Passage given >>
▽
Once I had collected all the relevant data, I started with EDA of each of the four categories.

Setting EDA

The Setting group contained all features that portray the time or place an NFL game was taking place. Day of the Week a game was played on was one of the first features I looked in to. Below is a visualization describing the Over/Under comparison for each day of the week.

alt text

It is important to note that the class imbalance would lead to favor the Under, so it would be notable that Saturday games Overs seem to eclipse Under in percentage. It is also important to note Friday only has a sample size of 10, so while interesting, data is insufficient to gain insights.

Another feature explored from the 'Setting" group was Stadium Capacity. Below is a violin plot showing the distribution of Stadium Capacity throughout the dataset.

alt text

This shows that while most Stadiums lay in the size range of 60,000 to 80,000 maximum capacity, there are some outliers. I chose to explore that realization by binning the stadium capacity into three separate groups; Low, Medium, and High

alt text

We can see here that the percentage of Overs eclipses Under in Low Capacity Stadiums, and in High Capacity Stadiums the Under percentage take a sizeable percentage, giving insight into the possibility playing in High Capacity Stadiums could lead to more Under. We can further analyze this by looking at the total amount of points scored at different size stadiums.
△
Given data >>
▽
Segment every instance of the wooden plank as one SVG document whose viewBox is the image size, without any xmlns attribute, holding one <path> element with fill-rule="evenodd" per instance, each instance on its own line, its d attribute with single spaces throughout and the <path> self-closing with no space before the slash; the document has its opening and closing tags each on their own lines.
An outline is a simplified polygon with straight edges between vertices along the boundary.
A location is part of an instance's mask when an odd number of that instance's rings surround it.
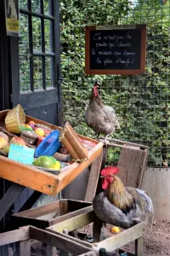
△
What to do >>
1) In the NFL Over/Under write-up, condense the paragraph beginning "It is important to note that the class imbalance" into a short bulleted list that keeps its main facts.
2) From the NFL Over/Under write-up, write out the stretch from "Once I had collected" through "throughout the dataset.", reproducing the wording precisely.
3) Continue the NFL Over/Under write-up, beginning right after its final sentence.

Set of answers >>
1)
- The class imbalance favors the Under.
- Saturday games are notable because the Over percentage appears to exceed the Under percentage.
- Friday has a sample size of only 10, so there is too little data to draw insights.

2)
Once I had collected all the relevant data, I started with EDA of each of the four categories.

Setting EDA

The Setting group contained all features that portray the time or place an NFL game was taking place. Day of the Week a game was played on was one of the first features I looked in to. Below is a visualization describing the Over/Under comparison for each day of the week.

alt text

It is important to note that the class imbalance would lead to favor the Under, so it would be notable that Saturday games Overs seem to eclipse Under in percentage. It is also important to note Friday only has a sample size of 10, so while interesting, data is insufficient to gain insights.

Another feature explored from the 'Setting" group was Stadium Capacity. Below is a violin plot showing the distribution of Stadium Capacity throughout the dataset.

3)
alt text

While it is very slight, the point totals do seem to decrease in higher capacity stadiums. These are the types of insights we can use to help the everyday bettor make more informed decisions. While this information is not necessarily game changing on its own, this could be good information for a bettor to make a more informed decision.

Betting EDA

Next I wanted to look at some of the other pre-game betting data to better understand what can lead to an Over/Under. First, I looked at the spread. The spread is a number predicted by the handicapper, that he/she thinks the winning team is going to win by. We can see in the plot below that as that number gets bigger the percentages start to become more volatile.

alt text

While there isn't exactly a noticeable pattern determining over/under, and bettor could use this information with other insights to make a more informed decision. For example, if the spread is a very big number and they are playing at a high capacity stadium, the smart bet could be to assume the Under.

Team Statistics EDA

While pulling data from Pro-Football-Reference the original dataset inherited a lot of football statistical terms, none too difficult to understand. The major one I focused on during EDA was Win-Loss Percentage. Below are three charts showing the frequency of Home Win-Loss Percentage, Away, and the difference between the Home and Away team. It also shows the following the Over or Under for each category.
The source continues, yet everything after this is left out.